[Referring expression pointing data]
◆ ◆ ◆

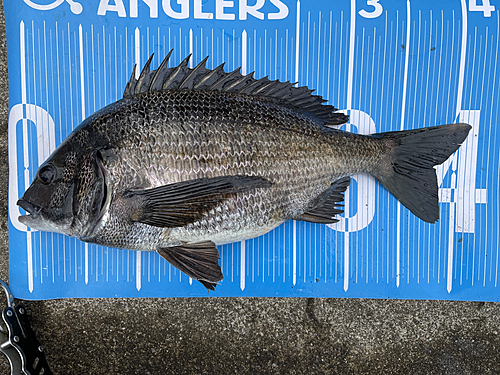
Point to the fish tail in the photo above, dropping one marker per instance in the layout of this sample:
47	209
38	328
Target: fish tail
408	169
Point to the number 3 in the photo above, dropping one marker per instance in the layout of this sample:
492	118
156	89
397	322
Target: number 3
373	14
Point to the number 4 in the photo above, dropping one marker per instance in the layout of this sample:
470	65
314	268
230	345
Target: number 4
486	8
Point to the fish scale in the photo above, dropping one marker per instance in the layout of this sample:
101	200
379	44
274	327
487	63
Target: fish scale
295	157
193	158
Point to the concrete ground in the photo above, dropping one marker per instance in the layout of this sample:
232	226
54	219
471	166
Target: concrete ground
253	335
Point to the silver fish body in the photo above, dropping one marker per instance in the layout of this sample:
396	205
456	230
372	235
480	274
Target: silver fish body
181	169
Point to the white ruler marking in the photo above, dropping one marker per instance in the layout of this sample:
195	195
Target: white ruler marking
297	46
451	228
403	110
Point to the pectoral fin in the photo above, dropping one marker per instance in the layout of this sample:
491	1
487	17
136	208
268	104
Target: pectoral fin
199	261
328	205
182	203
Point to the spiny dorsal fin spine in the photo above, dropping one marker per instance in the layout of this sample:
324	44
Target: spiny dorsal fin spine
142	77
202	78
199	69
171	80
130	84
204	83
158	78
234	84
219	84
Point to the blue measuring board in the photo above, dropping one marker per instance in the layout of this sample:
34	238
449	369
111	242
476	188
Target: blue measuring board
390	65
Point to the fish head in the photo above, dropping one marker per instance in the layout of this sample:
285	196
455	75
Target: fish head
67	193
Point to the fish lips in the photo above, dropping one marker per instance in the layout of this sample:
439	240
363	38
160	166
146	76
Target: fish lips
33	218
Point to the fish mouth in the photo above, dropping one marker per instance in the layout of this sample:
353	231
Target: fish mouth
32	210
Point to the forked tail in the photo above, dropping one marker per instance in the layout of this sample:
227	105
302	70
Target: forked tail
408	169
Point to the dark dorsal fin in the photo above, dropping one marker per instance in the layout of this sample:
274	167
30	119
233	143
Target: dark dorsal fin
202	78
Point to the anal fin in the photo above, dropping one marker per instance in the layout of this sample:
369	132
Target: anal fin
199	261
328	205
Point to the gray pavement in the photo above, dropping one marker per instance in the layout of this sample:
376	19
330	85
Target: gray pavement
253	335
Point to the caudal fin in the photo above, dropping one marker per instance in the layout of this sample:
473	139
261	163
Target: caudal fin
408	172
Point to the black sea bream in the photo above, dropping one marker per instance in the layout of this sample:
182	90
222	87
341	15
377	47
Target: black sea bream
193	158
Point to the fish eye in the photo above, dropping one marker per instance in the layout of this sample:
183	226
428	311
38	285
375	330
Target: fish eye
47	174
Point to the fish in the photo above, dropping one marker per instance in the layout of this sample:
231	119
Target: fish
192	158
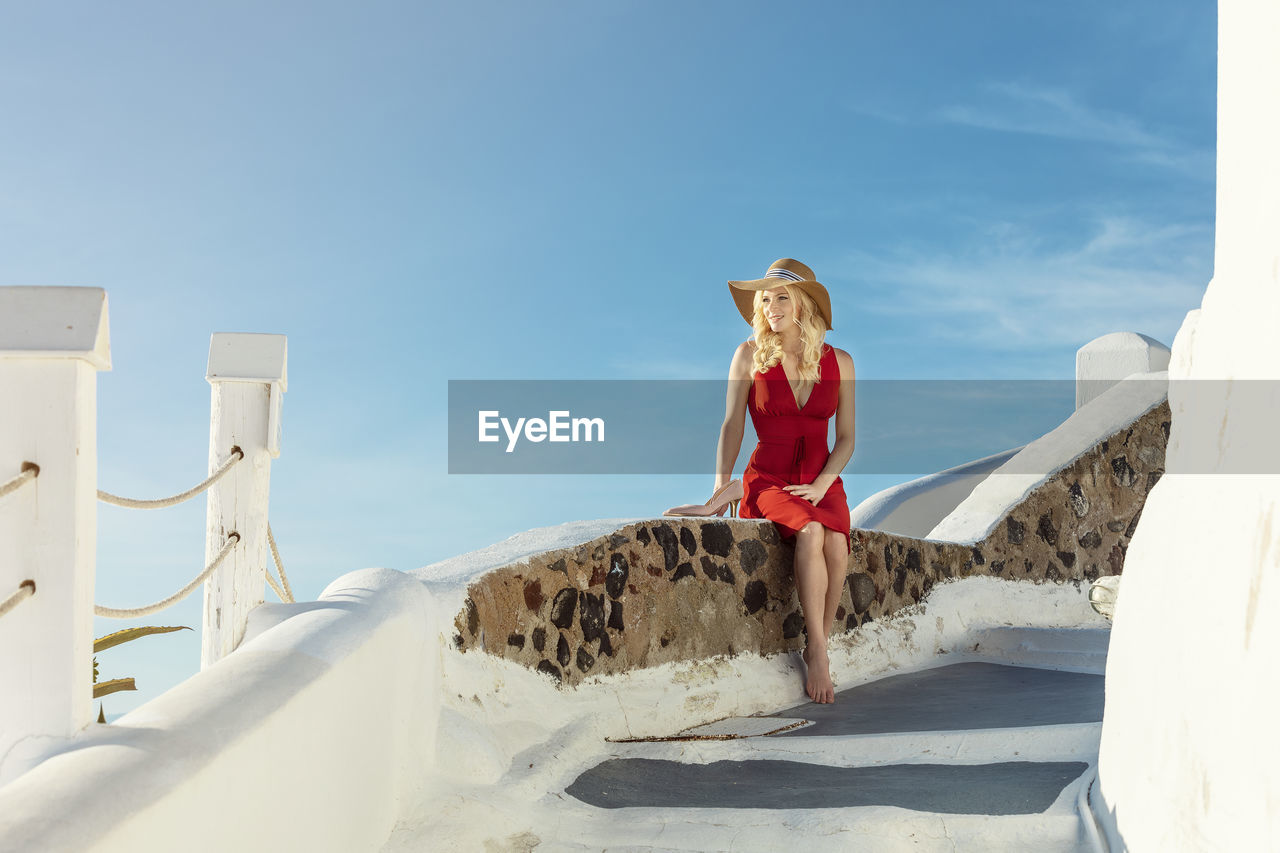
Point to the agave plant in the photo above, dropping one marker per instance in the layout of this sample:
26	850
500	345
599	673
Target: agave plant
101	643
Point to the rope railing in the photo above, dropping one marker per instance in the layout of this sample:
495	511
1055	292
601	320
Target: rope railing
133	503
26	589
114	612
282	588
30	471
287	596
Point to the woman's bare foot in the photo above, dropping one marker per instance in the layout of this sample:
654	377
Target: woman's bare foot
817	682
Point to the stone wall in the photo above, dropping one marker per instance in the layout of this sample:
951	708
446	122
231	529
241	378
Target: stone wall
671	589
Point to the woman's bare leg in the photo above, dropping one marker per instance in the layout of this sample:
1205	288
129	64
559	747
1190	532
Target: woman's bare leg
835	551
812	580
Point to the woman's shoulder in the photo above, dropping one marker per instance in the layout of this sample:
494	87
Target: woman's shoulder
842	359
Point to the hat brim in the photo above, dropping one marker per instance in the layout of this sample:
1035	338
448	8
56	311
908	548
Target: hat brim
744	295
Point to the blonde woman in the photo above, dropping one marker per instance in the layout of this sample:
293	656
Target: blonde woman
792	382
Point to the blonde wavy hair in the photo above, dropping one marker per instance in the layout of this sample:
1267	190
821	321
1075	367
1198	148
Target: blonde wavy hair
768	343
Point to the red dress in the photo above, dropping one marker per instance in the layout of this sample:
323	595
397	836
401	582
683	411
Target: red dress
792	450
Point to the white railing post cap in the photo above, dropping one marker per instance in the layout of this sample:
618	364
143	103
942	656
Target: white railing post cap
242	356
55	323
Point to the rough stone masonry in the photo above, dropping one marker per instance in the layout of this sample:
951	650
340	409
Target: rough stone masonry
671	589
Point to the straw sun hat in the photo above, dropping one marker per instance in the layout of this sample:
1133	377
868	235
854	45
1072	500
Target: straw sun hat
785	270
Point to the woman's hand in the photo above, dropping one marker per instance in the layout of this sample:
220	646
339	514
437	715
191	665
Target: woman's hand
812	492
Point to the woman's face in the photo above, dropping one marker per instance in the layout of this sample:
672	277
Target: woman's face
778	309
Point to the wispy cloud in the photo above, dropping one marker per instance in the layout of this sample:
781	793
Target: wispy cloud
1013	292
1014	108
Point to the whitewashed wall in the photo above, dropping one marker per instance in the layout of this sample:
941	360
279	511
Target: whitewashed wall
1191	760
315	734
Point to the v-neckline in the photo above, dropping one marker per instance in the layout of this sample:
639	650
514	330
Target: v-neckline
795	400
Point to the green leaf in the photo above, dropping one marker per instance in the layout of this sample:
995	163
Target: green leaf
114	685
132	634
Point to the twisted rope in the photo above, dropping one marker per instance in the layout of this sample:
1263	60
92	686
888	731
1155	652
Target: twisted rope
287	596
232	538
26	589
30	471
106	497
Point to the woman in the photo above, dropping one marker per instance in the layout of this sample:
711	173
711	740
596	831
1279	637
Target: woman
792	383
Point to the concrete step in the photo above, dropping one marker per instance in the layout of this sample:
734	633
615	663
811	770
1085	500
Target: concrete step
1083	649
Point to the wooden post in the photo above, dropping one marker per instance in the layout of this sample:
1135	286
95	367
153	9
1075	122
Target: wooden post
53	342
247	373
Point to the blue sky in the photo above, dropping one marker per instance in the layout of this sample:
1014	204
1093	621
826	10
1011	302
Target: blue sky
426	191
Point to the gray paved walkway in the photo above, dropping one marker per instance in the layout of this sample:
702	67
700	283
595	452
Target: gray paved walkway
959	696
1009	788
946	698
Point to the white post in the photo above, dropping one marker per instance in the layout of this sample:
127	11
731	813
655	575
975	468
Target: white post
53	342
247	373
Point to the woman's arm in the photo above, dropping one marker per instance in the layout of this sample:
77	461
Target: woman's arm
844	447
735	414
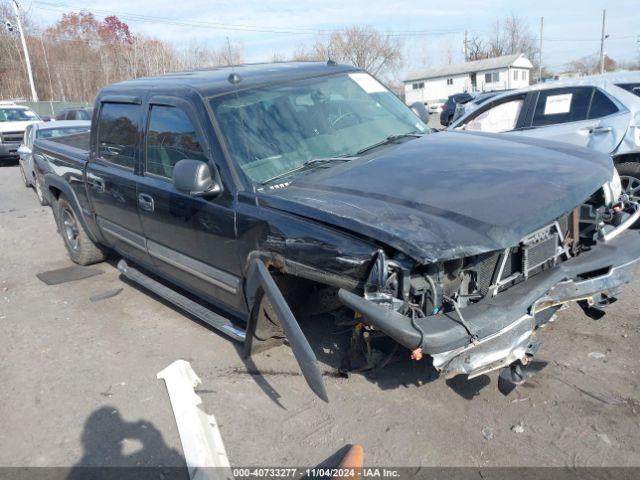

◆ ◆ ◆

◆ **PROBLEM**:
Every record must be set down again exactly; pictures do not belong in the copy.

◆ **REPLY**:
Point to the fish tail in the photo above, dropping one marker per instance in the layout of this sample:
47	209
38	328
Target: fish tail
408	169
Point to the number 3 in the photo above, dropping one marker per instance in the layout of this sample:
492	118
156	89
397	322
Target: number 3
373	14
Point to the number 4 in the photo above, dropping one marker per instance in the layout of this sample:
470	65
314	268
230	345
Target: number 4
486	8
Point to the fish scale in the photo above, dropping one marker per instance in the layout of this sample:
101	200
379	44
274	327
487	63
Target: fish scale
295	157
193	158
Point to the concrete ground in the photo above, dropping one marker per instance in the layout of this sample:
232	226
54	219
471	166
Target: concrete ground
253	335
Point to the silver fish body in the photo above, dropping one marker per instance in the layout of this sample:
396	205
456	230
372	235
480	274
Target: silver fish body
181	169
Point to the white ruler marking in the photo above, dropping one marker per instance in the layout of this sample:
195	195
Target: white ruler marking
297	46
451	228
403	110
Point to the pectoral fin in the photo above, dropping one marker per instance in the layout of this sample:
491	1
487	17
136	208
268	104
Target: pectoral fin
199	261
328	205
182	203
Point to the spiny dorsal fin spine in the photo above, dropping one marker per instance in the layout of this sample:
324	44
Target: spiny dorsal fin spine
142	77
202	78
199	69
171	80
130	84
204	83
158	78
234	84
219	84
Point to the blue measuring board in the photo above, dropping one marker per instance in the layout of this sample:
34	238
449	369
111	242
476	188
Target: blue measuring board
390	65
Point to the fish head in the photo above, dropping one marker per instance in the layout of this sample:
285	196
455	75
Target: fish head
67	193
Point to the fish lips in the photo above, dropping one marker per instance in the layout of this sample:
439	240
363	38
160	166
146	76
Target: fish lips
33	218
Point to the fish mouth in the photo above, dropping one marker per instance in the layout of this sample:
353	231
Target: fish mouth
32	210
Point to the forked tail in the photo above, dropping one marker per instance in the layout of this sample:
227	105
302	70
Target: forked tail
408	169
Point to the dark dorsal fin in the photo above, dropping one marker per instance in the layout of this sample:
274	167
30	119
233	143
Target: dark dorsal fin
202	78
Point to the anal fin in the photo above, dropping one marker per instance in the layout of this sample:
369	132
Target: anal fin
199	261
328	205
Point to the gray pavement in the photo above, dropping one marker per instance in the layout of this sample:
376	19
330	85
Target: gray pavement
253	335
Point to the caudal fin in the photo above, dropping one marker per instance in the layout of this sample:
473	139
261	163
Target: caudal fin
408	172
Point to the black sea bream in the photo above, dropping one marker per instance in the layout of this sample:
182	90
222	87
341	15
377	47
Target: black sea bream
193	158
Point to the fish eye in the photo above, dropping one marker per instance in the layout of this sample:
183	226
428	311
38	285
375	330
Target: fish eye
47	174
Point to the fish in the photo above, dropping one marker per instance in the layout of this sample:
231	119
Target: fish
192	158
Point to the agave plant in the photo above, dropping one marker per instance in the layout of this sample:
26	850
500	345
599	673
Target: agave plant
101	643
Point to the rope railing in the photo above, dropping one marker per instance in the layout of this sample:
495	511
1055	292
601	320
Target: rope railing
133	503
26	589
114	612
282	588
30	471
287	596
Point to the woman's bare foot in the photo above, dropping one marker per instance in the layout of this sample:
654	377
Target: woman's bare foot
817	682
Point to the stone wall in the photo above, dropping one marker per instance in the layout of this sample:
951	708
446	122
231	529
241	378
Target: stone wall
671	589
Point to the woman's bare leg in the photo above, dropping one marker per instance in the layout of this sample:
1205	288
129	64
559	747
1190	532
Target: woman's bare leg
835	551
812	580
Point to the woman's shoulder in the photo above, dropping one marker per instance in the layout of this sample:
494	87
Target: woman's shoulder
842	359
Point to the hat brim in the photo above, dropping one marker per instance in the layout of this sample:
1035	338
448	8
56	311
908	548
Target: hat brim
744	295
Point to the blonde woman in the photo above, dropping one marker per instance in the layout of this sample:
293	656
Target: blonde woman
792	382
Point to the blonde wavy hair in the photo above, dropping one marker per instance in the layout of this sample:
1267	190
821	321
1075	367
1198	148
Target: blonde wavy hair
768	343
Point to the red dress in the photo above, dropping one marker per instance in the layout of this sample:
323	595
397	836
401	582
683	411
Target: red dress
792	450
Point to the white railing post cap in the photo above, dropping one marker per instance in the layout of this sample:
618	364
143	103
942	656
Target: white railing post cap
242	356
55	323
Point to the rough stone masonry in the photo above, dropping one marker per instance in the layout of this sample:
951	650
340	409
Target: rough stone masonry
671	589
Point to the straw sun hat in the photo above, dropping one marker per instance in the layout of this sample:
1133	377
868	235
854	45
1072	500
Target: straw sun hat
785	270
Point to the woman's hand in the photo above, dropping one marker per instance in the layout of this sample:
220	646
339	514
437	715
191	665
Target: woman's hand
812	492
Point to the woman's face in the photo above, dropping one marker per instance in the layout of this sample:
672	277
Target: woman's face
778	309
Point to the wispy cloud in the photo above, dropping one marker per instance in the layout of this sample:
781	793
Target: wispy cloud
1013	292
1014	108
Point to the whitewashed wall in the photo above, dropping one marker per instance in the layout of this sample:
941	360
279	511
Target: whitewashed wall
1191	760
315	734
Point to the v-neckline in the photo above, dropping one marker per instance in the layout of this sample:
639	650
514	330
Target: v-neckline
795	400
Point to the green leaf in the photo above, dropping one marker per instance in the layout of this sample:
995	163
Target: green leaf
114	685
132	634
Point to the twisted rope in the photo above, dropping one marker per instance in the layout of this sample:
1263	60
92	686
888	731
1155	652
Target: twisted rope
287	596
232	538
26	589
30	471
106	497
Point to the woman in the photo above, dropping one marker per instance in the layout of this sample:
711	173
711	740
596	831
1279	637
Target: woman
792	383
Point to the concrete step in the photo above, dropping one marker per instance in the layout of this sample:
734	633
615	663
811	770
1085	500
Target: concrete step
1083	649
Point to the wooden post in the photo above, dropping one marker per instance in the layout of this sample:
1135	286
95	367
153	9
1075	122
Target: wooden post
53	342
247	373
Point to the blue sky in the photo above, dropping one marker per instance in the layout of this sample:
1014	204
1093	621
826	10
1011	302
Target: blue sky
426	191
Point to the gray paved walkway in the photo above, dropping one marker per instance in the layout of this sample:
702	67
700	283
595	452
Target: gray paved walkway
959	696
1009	788
946	698
Point to the white post in the photo above, dropping one marker per instance in the layout of this sample:
127	11
731	813
655	575
975	468
Target: white post
53	342
247	373
Point to the woman's arm in the photo above, dropping one marker per instance in the layout of this sample:
77	461
Target: woman's arm
844	447
735	414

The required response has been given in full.